Angela Brown said...

You know Chessie, I've often contemplated reading that book, just to get to see if it would help me gain some understanding. Then I'm sickened by the thought of how he twisted half-truths into whole truths and somehow, some way, throngs of people hung upon his every word.

Susan Kaye Quinn said...

I think ideas are what hold the true power, and words are how they are delivered. Either your words are an injection straight into the brain stem, or they're a leaf that flutters by and is forgotten. What Hitler proves is that evil can be smart and effective. It's up to the good guys to be smarter, more effective, and not be afraid to speak the words that make evil scurry and hide in the dark place it belongs.

p.s. I think there's more truth in fiction than in RL. :)

p.p.s Great post!

Angela Brown said...

Very good points Susan. Thank you so much.

I'll admit that sometimes I'm stuck wondering if life is a reflection of art or if art is a reflection of life...or maybe they're both copycats with nothing better to do than mimic each other. LOL!!!

Maria Zannini said...

Words are indeed powerful creatures, but they aren't the sole domain of the writer.

Even a child saying, I love you, can change your whole perspective.

PS I've seen that video before and it never fails to move me. Thanks for posting it.

Angela Brown said...

So true, Maria, and Susan was a dear to share the video with me.

LD Masterson said...

Saved entries:
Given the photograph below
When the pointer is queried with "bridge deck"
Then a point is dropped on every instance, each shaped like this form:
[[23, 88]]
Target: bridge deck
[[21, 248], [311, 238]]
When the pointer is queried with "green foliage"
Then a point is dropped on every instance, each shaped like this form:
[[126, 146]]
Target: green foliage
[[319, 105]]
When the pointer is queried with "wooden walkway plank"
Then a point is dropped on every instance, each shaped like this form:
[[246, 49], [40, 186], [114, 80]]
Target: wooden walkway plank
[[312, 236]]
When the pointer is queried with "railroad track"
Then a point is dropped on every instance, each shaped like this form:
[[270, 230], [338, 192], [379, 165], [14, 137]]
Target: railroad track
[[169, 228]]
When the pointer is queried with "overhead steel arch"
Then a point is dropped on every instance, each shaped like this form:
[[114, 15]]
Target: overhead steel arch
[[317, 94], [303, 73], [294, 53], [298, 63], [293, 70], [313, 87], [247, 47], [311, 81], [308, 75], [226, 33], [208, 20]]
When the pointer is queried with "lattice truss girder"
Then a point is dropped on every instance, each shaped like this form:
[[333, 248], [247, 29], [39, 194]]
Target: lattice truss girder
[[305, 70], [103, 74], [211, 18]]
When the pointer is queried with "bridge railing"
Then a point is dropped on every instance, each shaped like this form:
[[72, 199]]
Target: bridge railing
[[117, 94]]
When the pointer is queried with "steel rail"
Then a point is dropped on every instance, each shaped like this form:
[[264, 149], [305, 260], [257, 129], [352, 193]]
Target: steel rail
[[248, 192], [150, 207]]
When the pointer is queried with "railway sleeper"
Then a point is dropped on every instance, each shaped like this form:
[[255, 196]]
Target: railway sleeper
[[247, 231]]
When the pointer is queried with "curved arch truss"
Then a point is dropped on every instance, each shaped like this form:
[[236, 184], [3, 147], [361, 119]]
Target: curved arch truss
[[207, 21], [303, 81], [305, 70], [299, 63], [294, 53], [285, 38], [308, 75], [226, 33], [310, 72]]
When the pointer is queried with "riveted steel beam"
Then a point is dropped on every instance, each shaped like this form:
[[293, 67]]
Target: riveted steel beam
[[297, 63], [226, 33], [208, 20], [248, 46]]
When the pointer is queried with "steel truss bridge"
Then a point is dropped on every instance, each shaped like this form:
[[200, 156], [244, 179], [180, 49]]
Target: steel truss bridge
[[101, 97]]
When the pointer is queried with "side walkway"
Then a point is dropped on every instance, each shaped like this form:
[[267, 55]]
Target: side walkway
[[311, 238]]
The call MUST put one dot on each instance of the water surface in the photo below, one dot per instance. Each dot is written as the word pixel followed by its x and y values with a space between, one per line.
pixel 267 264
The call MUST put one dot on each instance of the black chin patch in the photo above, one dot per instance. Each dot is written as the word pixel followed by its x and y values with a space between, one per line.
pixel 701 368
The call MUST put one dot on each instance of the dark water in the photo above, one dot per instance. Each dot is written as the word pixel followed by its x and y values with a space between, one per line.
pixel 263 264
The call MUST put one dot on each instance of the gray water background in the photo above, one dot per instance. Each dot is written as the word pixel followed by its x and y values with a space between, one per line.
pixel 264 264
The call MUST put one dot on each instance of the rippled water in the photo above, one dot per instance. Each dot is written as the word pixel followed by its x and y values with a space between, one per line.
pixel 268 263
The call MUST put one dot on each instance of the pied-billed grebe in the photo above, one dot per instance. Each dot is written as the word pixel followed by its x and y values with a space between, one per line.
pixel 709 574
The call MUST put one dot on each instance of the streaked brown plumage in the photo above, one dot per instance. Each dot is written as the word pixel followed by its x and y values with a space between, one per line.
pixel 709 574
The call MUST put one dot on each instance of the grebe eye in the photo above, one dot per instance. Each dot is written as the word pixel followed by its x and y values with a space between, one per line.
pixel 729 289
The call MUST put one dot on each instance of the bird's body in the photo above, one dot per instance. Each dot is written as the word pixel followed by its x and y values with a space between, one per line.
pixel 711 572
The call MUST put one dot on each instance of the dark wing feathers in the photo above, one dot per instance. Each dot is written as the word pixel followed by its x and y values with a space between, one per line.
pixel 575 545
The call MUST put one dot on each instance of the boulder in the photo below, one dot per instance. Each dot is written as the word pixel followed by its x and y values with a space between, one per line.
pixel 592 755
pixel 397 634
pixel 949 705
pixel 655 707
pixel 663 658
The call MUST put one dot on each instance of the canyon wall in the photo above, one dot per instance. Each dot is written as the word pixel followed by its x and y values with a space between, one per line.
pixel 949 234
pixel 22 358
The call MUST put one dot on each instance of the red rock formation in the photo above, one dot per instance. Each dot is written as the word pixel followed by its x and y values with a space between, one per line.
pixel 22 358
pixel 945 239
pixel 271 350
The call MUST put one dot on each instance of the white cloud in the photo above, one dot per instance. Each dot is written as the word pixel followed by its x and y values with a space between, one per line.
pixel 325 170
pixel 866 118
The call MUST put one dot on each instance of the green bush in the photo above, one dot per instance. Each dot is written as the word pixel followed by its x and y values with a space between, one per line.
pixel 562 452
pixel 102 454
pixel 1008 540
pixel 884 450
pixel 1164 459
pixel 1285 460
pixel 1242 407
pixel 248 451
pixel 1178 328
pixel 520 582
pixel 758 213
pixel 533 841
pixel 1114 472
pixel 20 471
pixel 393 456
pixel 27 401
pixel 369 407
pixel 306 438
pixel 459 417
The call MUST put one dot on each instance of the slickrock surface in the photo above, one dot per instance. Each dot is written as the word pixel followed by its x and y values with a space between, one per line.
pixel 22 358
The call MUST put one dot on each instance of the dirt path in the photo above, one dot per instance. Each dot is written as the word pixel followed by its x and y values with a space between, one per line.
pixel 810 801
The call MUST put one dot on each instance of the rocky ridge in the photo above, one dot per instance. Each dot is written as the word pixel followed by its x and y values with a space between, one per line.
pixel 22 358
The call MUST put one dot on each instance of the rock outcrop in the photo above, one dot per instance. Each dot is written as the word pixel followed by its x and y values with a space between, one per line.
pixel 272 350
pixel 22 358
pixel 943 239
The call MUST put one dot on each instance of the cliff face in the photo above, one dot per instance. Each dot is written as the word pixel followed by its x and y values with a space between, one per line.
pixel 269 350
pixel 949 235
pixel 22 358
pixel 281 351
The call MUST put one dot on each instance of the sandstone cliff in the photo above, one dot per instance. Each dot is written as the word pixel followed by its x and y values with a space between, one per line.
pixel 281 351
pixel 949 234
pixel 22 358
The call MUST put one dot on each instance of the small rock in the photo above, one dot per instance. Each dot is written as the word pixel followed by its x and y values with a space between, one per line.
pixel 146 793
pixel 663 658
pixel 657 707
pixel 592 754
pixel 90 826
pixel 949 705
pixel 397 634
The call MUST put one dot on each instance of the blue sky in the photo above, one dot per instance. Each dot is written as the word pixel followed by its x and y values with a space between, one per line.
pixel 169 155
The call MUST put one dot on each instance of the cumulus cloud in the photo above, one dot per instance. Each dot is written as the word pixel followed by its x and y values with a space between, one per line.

== ASSIGNED TASK 1 ==
Reproduce the comment thread from "p.p.s Great post!" up to and including "Maria Zannini said...".
== ASSIGNED TASK 2 ==
In the comment thread, what does Susan Kaye Quinn say holds the true power?

== EXERCISE ANSWER 1 ==
p.p.s Great post!

Angela Brown said...

Very good points Susan. Thank you so much.

I'll admit that sometimes I'm stuck wondering if life is a reflection of art or if art is a reflection of life...or maybe they're both copycats with nothing better to do than mimic each other. LOL!!!

Maria Zannini said...

== EXERCISE ANSWER 2 ==
Ideas.